Start of Material provided

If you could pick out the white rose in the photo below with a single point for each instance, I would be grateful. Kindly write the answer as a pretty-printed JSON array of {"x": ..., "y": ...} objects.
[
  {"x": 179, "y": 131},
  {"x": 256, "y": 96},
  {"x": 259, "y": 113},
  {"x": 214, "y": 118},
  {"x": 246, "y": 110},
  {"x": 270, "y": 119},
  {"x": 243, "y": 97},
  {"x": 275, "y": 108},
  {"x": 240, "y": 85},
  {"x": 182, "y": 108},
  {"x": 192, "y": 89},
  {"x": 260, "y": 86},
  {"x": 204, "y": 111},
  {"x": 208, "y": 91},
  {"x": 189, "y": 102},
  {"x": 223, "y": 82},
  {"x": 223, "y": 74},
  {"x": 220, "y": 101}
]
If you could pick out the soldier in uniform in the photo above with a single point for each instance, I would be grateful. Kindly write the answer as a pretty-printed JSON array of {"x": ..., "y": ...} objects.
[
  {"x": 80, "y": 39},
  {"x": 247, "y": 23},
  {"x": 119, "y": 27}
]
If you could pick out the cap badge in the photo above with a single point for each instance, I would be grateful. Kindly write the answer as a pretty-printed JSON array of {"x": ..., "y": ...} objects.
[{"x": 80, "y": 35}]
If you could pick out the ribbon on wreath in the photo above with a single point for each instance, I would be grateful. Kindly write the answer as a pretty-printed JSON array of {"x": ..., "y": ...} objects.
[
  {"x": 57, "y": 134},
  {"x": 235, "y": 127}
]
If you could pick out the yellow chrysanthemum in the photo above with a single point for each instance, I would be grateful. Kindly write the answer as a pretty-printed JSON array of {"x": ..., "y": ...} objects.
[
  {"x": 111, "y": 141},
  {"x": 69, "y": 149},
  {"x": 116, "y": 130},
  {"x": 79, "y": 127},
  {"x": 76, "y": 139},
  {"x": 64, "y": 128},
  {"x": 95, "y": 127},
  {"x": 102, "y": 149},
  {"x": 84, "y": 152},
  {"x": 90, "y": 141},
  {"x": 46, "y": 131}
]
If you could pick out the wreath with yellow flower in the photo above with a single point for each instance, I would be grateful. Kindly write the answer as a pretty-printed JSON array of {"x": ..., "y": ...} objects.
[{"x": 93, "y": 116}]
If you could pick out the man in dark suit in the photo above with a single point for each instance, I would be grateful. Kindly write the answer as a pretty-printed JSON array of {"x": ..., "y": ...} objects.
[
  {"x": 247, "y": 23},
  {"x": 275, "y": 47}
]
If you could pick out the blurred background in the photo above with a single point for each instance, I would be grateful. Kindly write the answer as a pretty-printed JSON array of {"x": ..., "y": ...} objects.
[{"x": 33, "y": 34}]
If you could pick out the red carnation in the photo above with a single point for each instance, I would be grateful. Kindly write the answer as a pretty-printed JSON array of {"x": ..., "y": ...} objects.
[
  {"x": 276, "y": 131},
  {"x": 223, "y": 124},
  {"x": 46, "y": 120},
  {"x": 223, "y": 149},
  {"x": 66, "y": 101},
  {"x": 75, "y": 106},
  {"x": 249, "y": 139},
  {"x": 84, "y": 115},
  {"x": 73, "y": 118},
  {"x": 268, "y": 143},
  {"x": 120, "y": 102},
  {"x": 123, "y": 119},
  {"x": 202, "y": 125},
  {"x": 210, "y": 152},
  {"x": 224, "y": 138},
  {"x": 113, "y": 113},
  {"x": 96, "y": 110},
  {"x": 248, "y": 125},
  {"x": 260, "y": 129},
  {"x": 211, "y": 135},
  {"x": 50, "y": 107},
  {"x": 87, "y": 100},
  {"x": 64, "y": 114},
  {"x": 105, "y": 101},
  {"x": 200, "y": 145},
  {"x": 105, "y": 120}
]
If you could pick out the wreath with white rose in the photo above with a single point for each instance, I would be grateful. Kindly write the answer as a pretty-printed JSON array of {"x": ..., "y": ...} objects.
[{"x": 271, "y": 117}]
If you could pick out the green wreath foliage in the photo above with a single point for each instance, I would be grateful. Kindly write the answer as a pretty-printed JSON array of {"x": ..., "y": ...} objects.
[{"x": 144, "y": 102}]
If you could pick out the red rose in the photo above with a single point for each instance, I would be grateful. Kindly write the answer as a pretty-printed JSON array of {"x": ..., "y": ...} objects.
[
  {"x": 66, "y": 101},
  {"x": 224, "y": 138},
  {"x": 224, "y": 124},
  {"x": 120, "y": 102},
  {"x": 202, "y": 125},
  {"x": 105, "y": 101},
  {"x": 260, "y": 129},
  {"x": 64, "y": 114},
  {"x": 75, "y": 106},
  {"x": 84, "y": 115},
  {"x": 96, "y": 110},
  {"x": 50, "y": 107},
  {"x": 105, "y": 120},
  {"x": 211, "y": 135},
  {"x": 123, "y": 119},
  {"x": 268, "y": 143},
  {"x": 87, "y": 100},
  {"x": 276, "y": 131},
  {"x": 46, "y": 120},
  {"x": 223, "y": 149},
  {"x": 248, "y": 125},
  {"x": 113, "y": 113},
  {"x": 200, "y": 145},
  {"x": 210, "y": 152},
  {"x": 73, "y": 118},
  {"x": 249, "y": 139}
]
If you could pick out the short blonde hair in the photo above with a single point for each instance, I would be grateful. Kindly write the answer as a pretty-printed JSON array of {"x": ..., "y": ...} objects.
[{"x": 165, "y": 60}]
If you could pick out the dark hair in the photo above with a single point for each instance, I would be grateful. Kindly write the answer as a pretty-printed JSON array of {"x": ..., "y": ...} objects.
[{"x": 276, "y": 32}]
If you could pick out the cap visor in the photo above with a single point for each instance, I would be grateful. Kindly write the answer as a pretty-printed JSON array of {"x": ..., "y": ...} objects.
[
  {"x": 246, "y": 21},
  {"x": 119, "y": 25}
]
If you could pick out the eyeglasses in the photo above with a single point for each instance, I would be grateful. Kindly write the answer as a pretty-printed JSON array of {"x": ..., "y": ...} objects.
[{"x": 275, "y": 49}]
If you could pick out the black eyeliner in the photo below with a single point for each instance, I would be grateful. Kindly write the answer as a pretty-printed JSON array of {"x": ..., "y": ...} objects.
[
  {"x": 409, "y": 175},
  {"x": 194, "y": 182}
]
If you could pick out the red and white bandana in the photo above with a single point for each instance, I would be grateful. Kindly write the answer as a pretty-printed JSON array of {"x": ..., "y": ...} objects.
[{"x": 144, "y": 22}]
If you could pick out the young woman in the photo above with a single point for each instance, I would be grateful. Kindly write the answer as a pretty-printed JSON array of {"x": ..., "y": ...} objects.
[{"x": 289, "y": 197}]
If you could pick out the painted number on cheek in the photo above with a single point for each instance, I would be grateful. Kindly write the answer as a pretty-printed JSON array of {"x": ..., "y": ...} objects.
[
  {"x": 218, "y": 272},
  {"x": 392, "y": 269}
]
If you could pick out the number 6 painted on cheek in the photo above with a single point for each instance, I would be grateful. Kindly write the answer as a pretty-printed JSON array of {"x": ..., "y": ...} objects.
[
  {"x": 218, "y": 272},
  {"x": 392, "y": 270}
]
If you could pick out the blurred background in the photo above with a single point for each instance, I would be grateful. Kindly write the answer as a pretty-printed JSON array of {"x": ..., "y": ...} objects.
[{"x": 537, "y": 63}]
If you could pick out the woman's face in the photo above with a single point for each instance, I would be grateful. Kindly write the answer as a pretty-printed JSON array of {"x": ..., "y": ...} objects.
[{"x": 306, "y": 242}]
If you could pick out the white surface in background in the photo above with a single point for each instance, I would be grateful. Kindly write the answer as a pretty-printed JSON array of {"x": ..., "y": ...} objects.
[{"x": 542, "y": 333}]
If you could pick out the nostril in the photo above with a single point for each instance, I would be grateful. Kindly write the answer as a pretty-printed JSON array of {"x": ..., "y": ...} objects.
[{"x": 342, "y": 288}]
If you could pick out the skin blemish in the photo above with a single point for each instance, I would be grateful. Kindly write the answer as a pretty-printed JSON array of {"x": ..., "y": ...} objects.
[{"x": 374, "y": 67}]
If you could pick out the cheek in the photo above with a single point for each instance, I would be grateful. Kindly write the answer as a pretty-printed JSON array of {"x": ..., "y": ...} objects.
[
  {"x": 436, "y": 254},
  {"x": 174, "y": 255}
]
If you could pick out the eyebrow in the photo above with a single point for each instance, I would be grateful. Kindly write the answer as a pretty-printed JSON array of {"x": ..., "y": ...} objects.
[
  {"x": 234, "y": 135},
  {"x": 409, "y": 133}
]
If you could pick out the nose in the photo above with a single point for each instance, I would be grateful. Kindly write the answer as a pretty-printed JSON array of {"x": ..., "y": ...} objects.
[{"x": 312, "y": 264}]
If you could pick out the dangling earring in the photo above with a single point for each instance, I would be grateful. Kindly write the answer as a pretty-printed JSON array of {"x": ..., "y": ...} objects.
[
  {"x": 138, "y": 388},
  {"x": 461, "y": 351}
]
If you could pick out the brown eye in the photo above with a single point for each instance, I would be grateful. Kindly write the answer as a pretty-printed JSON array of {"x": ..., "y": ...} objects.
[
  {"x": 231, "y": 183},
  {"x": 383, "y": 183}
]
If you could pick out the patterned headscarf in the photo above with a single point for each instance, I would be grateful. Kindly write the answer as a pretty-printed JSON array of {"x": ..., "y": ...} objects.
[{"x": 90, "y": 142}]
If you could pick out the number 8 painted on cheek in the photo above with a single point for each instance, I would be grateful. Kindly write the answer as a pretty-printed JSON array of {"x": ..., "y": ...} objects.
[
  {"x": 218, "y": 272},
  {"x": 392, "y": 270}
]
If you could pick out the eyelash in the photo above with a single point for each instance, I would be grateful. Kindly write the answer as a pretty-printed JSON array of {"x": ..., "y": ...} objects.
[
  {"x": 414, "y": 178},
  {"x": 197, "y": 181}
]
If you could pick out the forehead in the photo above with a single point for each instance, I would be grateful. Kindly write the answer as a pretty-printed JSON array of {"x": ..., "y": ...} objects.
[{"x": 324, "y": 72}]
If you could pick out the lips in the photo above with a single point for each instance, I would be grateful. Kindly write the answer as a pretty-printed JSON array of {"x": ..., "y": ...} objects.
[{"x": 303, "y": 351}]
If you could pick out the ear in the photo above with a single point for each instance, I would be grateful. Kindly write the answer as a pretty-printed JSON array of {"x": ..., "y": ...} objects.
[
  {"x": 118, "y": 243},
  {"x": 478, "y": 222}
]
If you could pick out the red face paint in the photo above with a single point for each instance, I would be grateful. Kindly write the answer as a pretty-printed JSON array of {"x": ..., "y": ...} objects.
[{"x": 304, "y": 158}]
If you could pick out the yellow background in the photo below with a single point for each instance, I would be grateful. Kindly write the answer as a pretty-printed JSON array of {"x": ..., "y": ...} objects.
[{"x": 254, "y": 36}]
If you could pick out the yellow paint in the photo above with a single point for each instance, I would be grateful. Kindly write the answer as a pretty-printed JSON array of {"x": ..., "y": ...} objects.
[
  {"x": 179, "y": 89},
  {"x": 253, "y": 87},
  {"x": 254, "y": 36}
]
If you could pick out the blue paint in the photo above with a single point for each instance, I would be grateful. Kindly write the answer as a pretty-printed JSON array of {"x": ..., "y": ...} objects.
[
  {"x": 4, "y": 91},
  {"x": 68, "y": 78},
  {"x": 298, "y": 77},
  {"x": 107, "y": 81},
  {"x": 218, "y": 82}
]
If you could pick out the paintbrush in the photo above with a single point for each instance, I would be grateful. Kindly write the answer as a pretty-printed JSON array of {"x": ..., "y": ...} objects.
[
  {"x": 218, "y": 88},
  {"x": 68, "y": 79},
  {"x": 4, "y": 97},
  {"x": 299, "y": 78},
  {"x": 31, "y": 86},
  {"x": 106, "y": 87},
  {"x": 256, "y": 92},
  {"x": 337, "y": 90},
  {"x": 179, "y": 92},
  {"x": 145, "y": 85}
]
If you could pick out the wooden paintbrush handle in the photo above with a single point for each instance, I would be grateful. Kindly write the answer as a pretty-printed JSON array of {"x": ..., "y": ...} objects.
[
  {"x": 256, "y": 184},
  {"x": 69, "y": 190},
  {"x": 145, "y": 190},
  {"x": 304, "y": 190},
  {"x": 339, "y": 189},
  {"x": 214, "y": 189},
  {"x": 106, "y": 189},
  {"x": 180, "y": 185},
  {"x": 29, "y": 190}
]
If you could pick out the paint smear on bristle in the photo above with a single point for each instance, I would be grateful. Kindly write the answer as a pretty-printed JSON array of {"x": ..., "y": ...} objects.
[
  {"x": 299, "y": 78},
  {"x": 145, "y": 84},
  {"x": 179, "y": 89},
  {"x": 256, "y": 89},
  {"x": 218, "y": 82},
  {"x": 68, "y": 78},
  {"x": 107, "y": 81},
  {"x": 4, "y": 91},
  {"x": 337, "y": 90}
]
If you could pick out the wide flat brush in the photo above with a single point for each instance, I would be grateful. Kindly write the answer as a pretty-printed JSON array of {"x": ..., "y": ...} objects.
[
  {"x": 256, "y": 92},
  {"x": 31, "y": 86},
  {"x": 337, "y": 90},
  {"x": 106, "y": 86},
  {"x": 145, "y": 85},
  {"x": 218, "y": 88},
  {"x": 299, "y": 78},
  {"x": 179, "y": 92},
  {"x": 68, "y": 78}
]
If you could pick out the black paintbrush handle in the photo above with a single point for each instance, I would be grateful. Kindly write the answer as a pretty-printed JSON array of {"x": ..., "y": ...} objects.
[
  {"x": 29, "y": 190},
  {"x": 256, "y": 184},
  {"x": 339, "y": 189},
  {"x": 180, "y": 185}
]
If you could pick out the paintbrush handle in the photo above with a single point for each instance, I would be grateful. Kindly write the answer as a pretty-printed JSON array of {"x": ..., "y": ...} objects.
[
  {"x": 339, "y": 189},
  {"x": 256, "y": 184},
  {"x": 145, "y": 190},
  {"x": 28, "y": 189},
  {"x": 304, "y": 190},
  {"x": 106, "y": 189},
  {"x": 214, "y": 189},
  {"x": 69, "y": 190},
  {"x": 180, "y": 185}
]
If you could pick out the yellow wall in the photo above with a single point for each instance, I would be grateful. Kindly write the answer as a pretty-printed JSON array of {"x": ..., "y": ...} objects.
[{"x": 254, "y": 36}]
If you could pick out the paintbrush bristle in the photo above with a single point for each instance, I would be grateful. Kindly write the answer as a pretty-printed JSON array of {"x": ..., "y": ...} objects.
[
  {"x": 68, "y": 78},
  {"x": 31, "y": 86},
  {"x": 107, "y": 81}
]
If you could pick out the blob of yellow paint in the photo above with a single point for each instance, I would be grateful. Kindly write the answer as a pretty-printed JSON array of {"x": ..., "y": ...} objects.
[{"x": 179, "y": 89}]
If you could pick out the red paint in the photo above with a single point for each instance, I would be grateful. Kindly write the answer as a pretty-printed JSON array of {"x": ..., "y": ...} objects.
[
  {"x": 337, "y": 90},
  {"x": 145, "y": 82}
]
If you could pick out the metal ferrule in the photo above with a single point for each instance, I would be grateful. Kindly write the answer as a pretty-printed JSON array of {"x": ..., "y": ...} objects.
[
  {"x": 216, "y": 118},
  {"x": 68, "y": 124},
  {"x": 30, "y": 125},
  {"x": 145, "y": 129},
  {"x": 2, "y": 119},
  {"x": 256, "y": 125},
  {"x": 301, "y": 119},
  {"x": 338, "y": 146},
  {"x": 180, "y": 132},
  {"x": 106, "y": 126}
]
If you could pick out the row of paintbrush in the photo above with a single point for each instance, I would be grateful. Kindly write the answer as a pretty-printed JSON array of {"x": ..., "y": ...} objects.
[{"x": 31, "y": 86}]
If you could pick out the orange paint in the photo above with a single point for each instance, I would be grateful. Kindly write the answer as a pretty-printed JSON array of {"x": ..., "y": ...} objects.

End of Material provided

-- Requirements --
Begin at the line containing "If you could pick out the red paint" and reproduce each line through the end of the records above.

-- Exercise response --
If you could pick out the red paint in the photo above with a single point for each instance, I would be grateful. Kindly write the answer as a pretty-printed JSON array of {"x": ..., "y": ...} objects.
[
  {"x": 337, "y": 90},
  {"x": 145, "y": 82}
]
If you could pick out the metal ferrule in the photo above with a single point for each instance, I would be grateful. Kindly write the answer as a pretty-printed JSON array of {"x": ..., "y": ...} objects.
[
  {"x": 216, "y": 118},
  {"x": 68, "y": 124},
  {"x": 30, "y": 125},
  {"x": 145, "y": 129},
  {"x": 2, "y": 119},
  {"x": 256, "y": 125},
  {"x": 301, "y": 119},
  {"x": 338, "y": 146},
  {"x": 180, "y": 132},
  {"x": 106, "y": 126}
]
If you could pick out the row of paintbrush in the photo above with a single point for each instance, I would be grateful. Kindly write the answer as a pretty-printed JSON array of {"x": ..., "y": ...} objects.
[{"x": 31, "y": 86}]
If you could pick out the orange paint in the photo above with a single point for each instance, I would be grateful. Kindly write the answer as a pretty-printed JSON array of {"x": ..., "y": ...} objects.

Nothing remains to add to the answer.